*Verilen Metin:*
____________________

Bu açıklamalar ışığında dosya kapsamına göre sanık hakkında Hukuki Sureç bölümünde de belirtildiği üzere mahkûmiyet kararları verildiği ve olağan zamanaşımı sürelerinin kesip yeniden işlediği dikkate alındığında 8 yıllık olağan dava zamanaşımı süresinin dolmadığı ve suçun işlendiği 16.08.2011 tarihinden itibaren 12 yıllık olağanüstü dava zamanaşımı süresinin de dolmadığı anlaşıldığından, hükümde bu yönüyle hukuka aykırılık bulunmamıştır.

C. Vesaire Yönünden
Yargılama sürecindeki işlemlerin usûl ve kanuna uygun olarak yapıldığı, aşamalarda ileri sürülen iddia ve savunmaların toplanan tüm delillerle birlikte gerekçeli kararda gösterilip tartışıldığı, eylemin sanık tarafından gerçekleştirildiğinin saptandığı, vicdanî kanının dosya içindeki belge ve bilgilerle uyumlu olarak kesin verilere dayandırıldığı, eyleme uyan suç vasfı ile yaptırımların doğru biçimde belirlendiği anlaşıldığından, sanık müdafiinin yerinde görülmeyen diğer temyiz sebepleri de reddedilmiştir.

____________________

*Veriler:*
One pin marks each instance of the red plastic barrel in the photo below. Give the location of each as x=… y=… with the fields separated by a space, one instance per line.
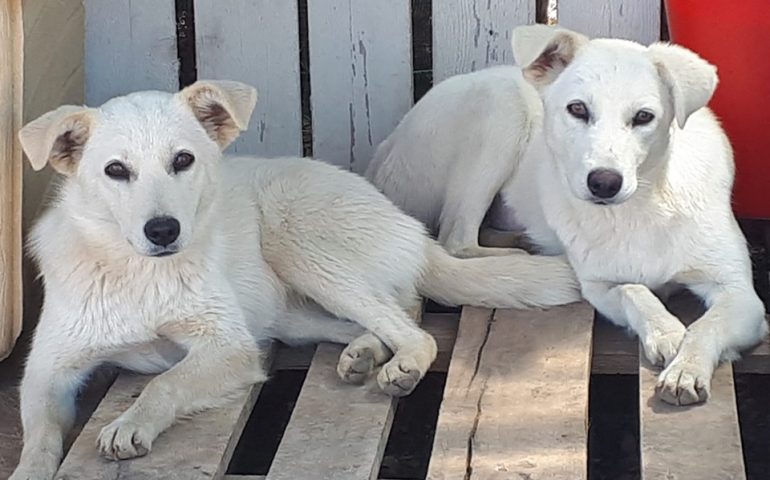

____________________

*Verilen Alıştırma A:*
Verilen metne göre suç hangi tarihte işlenmiştir?
*Verilen Alıştırma B:*
Verilen metinde "C. Vesaire Yönünden" ifadesinden başlayıp "sebepleri de reddedilmiştir." ifadesi de dahil olmak üzere o kısmı aynen alıntılayın.
Materyalin verilen metinle bir bağlantısı yoktur.

*Doğru Cevap A:*
16.08.2011 tarihinde.

*Doğru Cevap B:*
C. Vesaire Yönünden
Yargılama sürecindeki işlemlerin usûl ve kanuna uygun olarak yapıldığı, aşamalarda ileri sürülen iddia ve savunmaların toplanan tüm delillerle birlikte gerekçeli kararda gösterilip tartışıldığı, eylemin sanık tarafından gerçekleştirildiğinin saptandığı, vicdanî kanının dosya içindeki belge ve bilgilerle uyumlu olarak kesin verilere dayandırıldığı, eyleme uyan suç vasfı ile yaptırımların doğru biçimde belirlendiği anlaşıldığından, sanık müdafiinin yerinde görülmeyen diğer temyiz sebepleri de reddedilmiştir.